■ Aim: Update the records below by replacing "human annotator" with "careful labeler" everywhere it appears, leaving everything else unchanged. Leave the pictures out of your answer.

## Begin

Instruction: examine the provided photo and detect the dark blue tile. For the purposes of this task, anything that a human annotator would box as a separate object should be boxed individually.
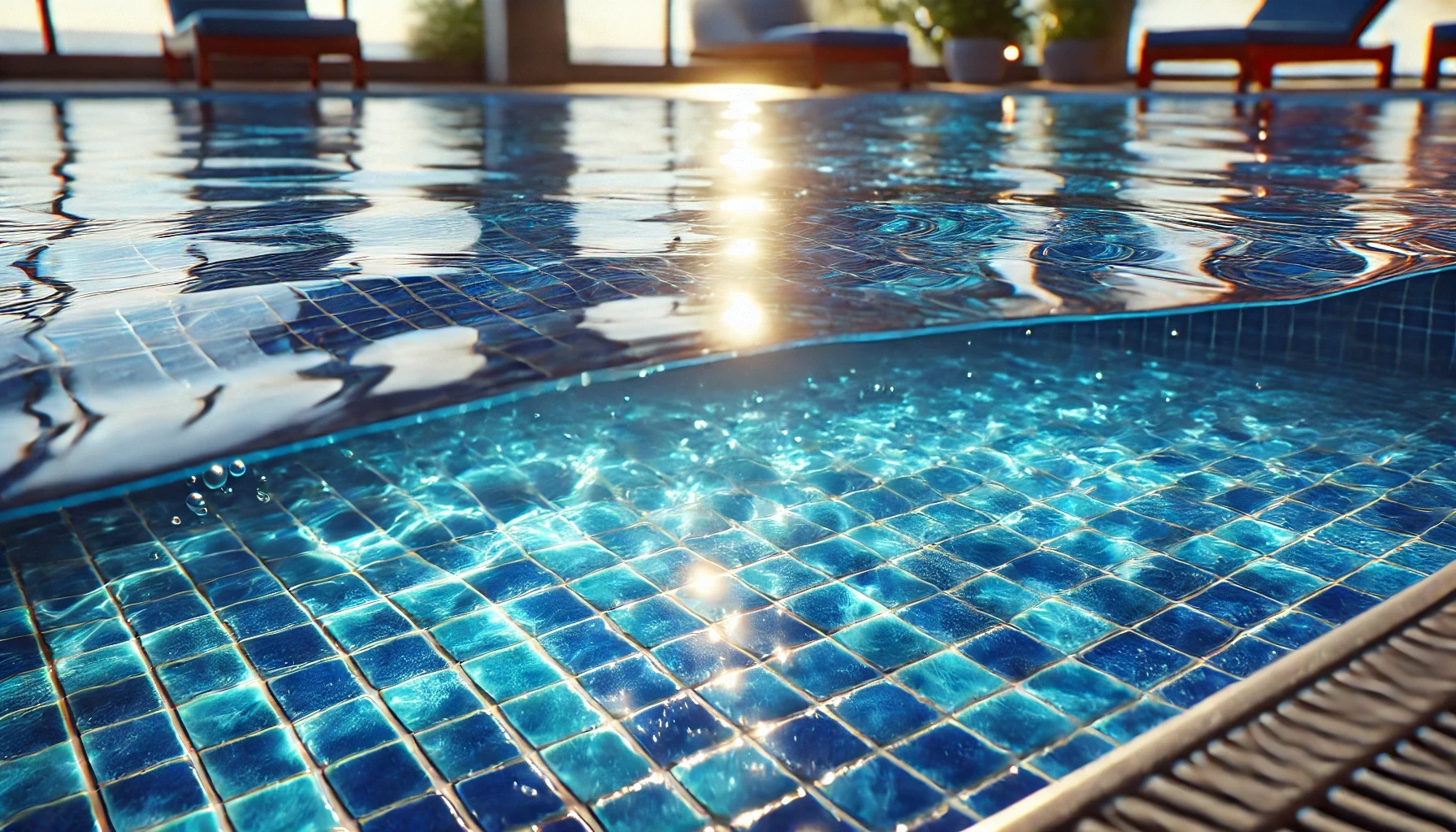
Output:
[1024,660,1138,722]
[353,635,445,687]
[824,756,941,829]
[415,713,522,779]
[296,698,396,765]
[81,713,182,782]
[998,549,1103,595]
[456,762,565,832]
[956,689,1076,756]
[101,760,206,830]
[760,711,871,781]
[1064,577,1168,626]
[697,667,812,729]
[540,618,635,674]
[1029,731,1114,779]
[1095,700,1180,744]
[1156,666,1237,708]
[268,661,364,720]
[1135,606,1239,665]
[1298,586,1380,624]
[1186,583,1283,626]
[202,729,309,800]
[1112,555,1219,600]
[941,526,1037,570]
[68,676,162,731]
[769,638,879,700]
[607,596,708,648]
[1208,635,1289,678]
[895,595,998,644]
[1250,610,1333,650]
[1081,632,1193,691]
[747,795,853,832]
[652,632,752,687]
[361,794,466,832]
[961,626,1061,682]
[241,624,335,679]
[960,769,1050,829]
[721,606,820,660]
[622,694,734,765]
[500,587,594,635]
[578,656,678,718]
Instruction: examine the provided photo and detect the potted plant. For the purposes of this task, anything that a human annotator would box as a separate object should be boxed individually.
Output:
[1041,0,1134,83]
[881,0,1031,84]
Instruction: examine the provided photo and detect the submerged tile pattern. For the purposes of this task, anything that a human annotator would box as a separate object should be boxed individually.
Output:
[0,336,1456,832]
[8,95,1456,504]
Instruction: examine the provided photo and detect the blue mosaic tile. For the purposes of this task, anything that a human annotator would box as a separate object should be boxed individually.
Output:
[8,88,1456,832]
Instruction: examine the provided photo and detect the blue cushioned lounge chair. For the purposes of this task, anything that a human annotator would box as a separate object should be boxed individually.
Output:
[1425,24,1456,89]
[162,0,367,88]
[693,0,914,89]
[1138,0,1395,90]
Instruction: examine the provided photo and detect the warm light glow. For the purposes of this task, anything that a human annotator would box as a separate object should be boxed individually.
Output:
[717,145,774,173]
[726,240,759,257]
[722,292,763,336]
[722,197,766,214]
[717,121,763,141]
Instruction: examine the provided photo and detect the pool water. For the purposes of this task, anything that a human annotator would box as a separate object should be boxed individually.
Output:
[0,96,1456,832]
[0,329,1456,830]
[8,90,1456,505]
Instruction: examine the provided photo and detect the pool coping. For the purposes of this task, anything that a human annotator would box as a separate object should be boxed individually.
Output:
[971,553,1456,832]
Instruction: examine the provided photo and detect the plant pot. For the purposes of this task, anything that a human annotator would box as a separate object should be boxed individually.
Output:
[943,38,1006,84]
[1041,38,1127,83]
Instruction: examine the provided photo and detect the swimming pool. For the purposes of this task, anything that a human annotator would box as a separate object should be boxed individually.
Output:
[0,95,1456,832]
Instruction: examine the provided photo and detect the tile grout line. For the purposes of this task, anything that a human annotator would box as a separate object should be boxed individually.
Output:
[6,550,112,832]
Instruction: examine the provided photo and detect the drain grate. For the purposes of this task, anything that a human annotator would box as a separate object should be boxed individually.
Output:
[977,565,1456,832]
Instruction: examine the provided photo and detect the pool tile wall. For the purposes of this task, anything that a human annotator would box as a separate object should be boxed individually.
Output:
[0,335,1456,832]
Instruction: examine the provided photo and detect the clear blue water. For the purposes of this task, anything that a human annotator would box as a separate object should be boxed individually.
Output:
[0,96,1456,832]
[8,95,1456,505]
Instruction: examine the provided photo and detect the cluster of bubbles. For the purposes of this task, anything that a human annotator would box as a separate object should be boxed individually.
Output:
[183,459,252,525]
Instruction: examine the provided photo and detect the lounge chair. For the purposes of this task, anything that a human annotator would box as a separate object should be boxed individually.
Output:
[162,0,367,88]
[1138,0,1395,92]
[693,0,914,89]
[1425,24,1456,89]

## End

■ Solution to this task:
Instruction: examine the provided photo and detect the dark blue tile. For the purposes of this task, anything that a careful labeler would box as a separate object should be boxed individually.
Output:
[1024,660,1138,722]
[353,635,445,687]
[824,756,941,829]
[415,713,522,779]
[296,698,396,765]
[81,713,182,782]
[998,549,1103,595]
[456,762,565,832]
[956,689,1076,756]
[101,760,206,830]
[760,711,871,781]
[1064,577,1168,626]
[697,667,812,729]
[540,618,635,674]
[1029,731,1114,779]
[1095,700,1180,744]
[1156,666,1237,708]
[268,661,364,720]
[1135,606,1239,665]
[1298,586,1380,624]
[1186,583,1283,626]
[202,729,309,800]
[1112,555,1219,600]
[941,526,1037,570]
[68,676,162,731]
[769,638,879,700]
[607,596,708,648]
[1208,635,1289,678]
[895,595,998,644]
[1250,610,1333,650]
[1081,632,1193,691]
[747,795,853,832]
[652,632,752,687]
[361,794,466,832]
[961,626,1061,682]
[241,624,335,679]
[960,769,1050,829]
[721,606,820,660]
[622,694,734,765]
[500,587,594,635]
[578,656,678,718]
Instruction: examine the provided photo and detect the potted plant. For the purposes of this task, anything that a careful labeler would box as a separate object should be boxed individually.
Output:
[1041,0,1134,83]
[881,0,1031,84]
Instruction: examine the provided photo and detect the submerged tile pattern. For the purposes of this task, anything that a careful labeler would box as a separate object should be boxed individually.
Output:
[0,336,1456,832]
[8,95,1456,504]
Instruction: examine the provided photo and detect the blue mosaic tile. For the purposes of this task, anything that a careful labeler would box as a separate object should be boxed individually.
Output:
[8,88,1456,832]
Instruction: examine the provided photo and detect the blue cushioned lounge chair. For the purposes of this task, anything that a careful labeler would box as a separate object should be boxed individually.
Output:
[1425,24,1456,89]
[162,0,367,88]
[693,0,914,89]
[1138,0,1395,90]
Instruction: examine the provided photo and detect the warm light glow. For the purposes of this task, anything that a careful labeler would box as a separate object should be boxed individually.
Output:
[717,145,774,173]
[726,240,759,257]
[722,292,763,336]
[722,197,766,214]
[717,121,763,141]
Instruction: examine the provided photo and detect the pool water. For the purposes of this task, anything that a careful labeler would box as a separate object should be boxed individually.
Output:
[0,96,1456,832]
[0,329,1456,830]
[8,90,1456,505]
Instruction: examine the provided photo and detect the pool coping. For the purposes of this task, anything that a careful labeler would box as a separate object should be boxed individually.
Output:
[971,553,1456,832]
Instruction: examine the provided photo and detect the plant pot. For the purposes of this task, anything that a careful labeler would box as a separate object should be boxed individually.
Output:
[943,38,1006,84]
[1041,38,1127,83]
Instruction: examine the provided photo and detect the swimming pool. For the purposes of this task, anything that a careful labeler would box as a separate object should be boxed individually.
Output:
[0,95,1456,832]
Instruction: examine the provided photo and detect the tile grout line. For the purposes of this task, anything that a careful labeler would box as a separate object should be boxed individually.
Output:
[6,550,112,832]
Instruction: examine the provided photo and detect the drain grate. For the purposes of this task, anything that a careful labeler would box as a separate object should be boxed individually.
Output:
[977,565,1456,832]
Instruction: examine the provided photo and detect the pool tile wall. For the purposes of this task, anything that a careful labeler would box as a separate object should be boxed individually.
Output:
[0,335,1456,832]
Instruction: examine the provided photo and detect the clear blue water. For the purposes of this task, anything that a careful labeler would box as a separate object should be boxed individually.
Output:
[0,96,1456,832]
[8,95,1456,505]
Instruction: examine the provided photo and detect the cluster of bubbles. For the purposes of this task, anything that a careful labeler would box as a separate object should be boxed individually.
Output:
[183,459,252,525]
Instruction: examine the provided photo and detect the lounge chair. For the purposes of this task, anything that a careful labeler would box as a separate object should be boxed individually.
Output:
[162,0,367,88]
[1138,0,1395,92]
[693,0,914,89]
[1425,24,1456,89]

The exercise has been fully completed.